Provided data:

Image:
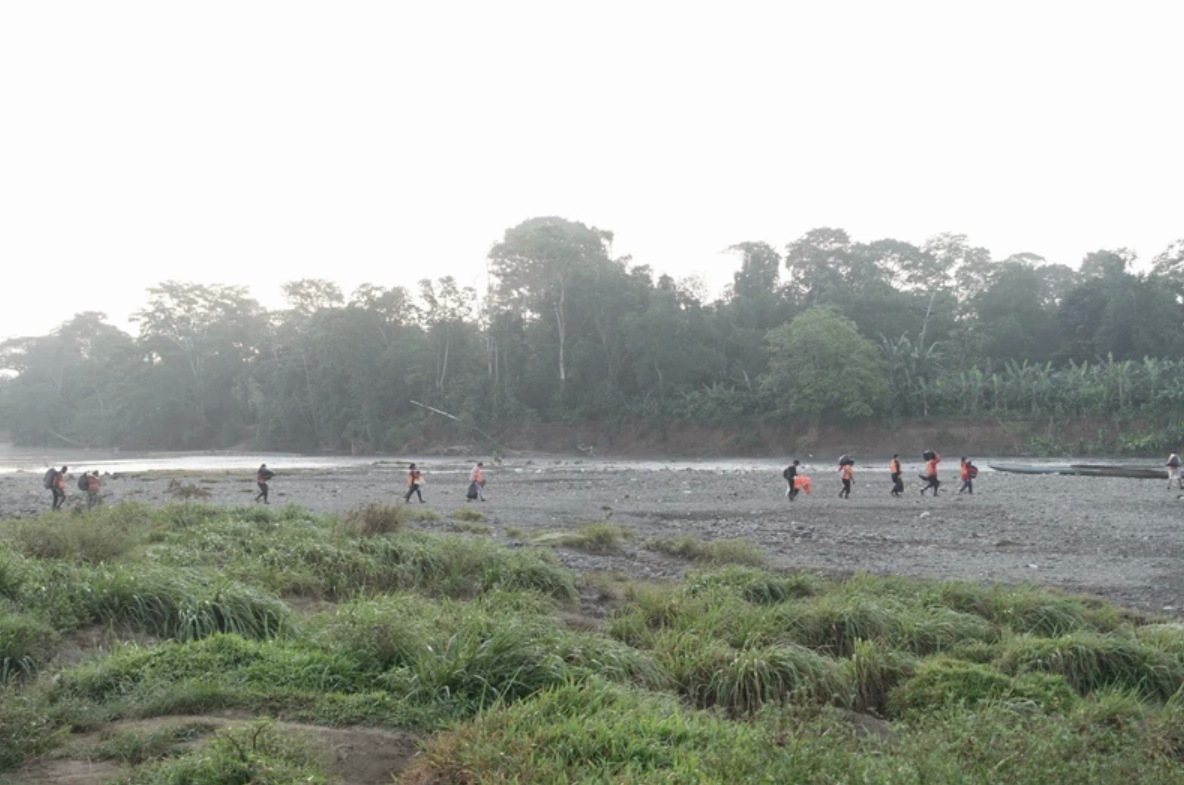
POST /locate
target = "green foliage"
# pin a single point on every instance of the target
(940, 683)
(252, 753)
(821, 366)
(1089, 662)
(372, 519)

What is expected:
Give the items above as a two-column CSV with the headers instruction and points, one row per item. Place each item's text and its answer in their own quoted fields, with line breaks turned into spaces, and leave the pictures out.

Final answer:
instruction,points
"Image: POST /locate target = ""green foliage"" # pin a single point on every instance of the target","(940, 683) (252, 753) (821, 366) (1089, 662) (372, 519)"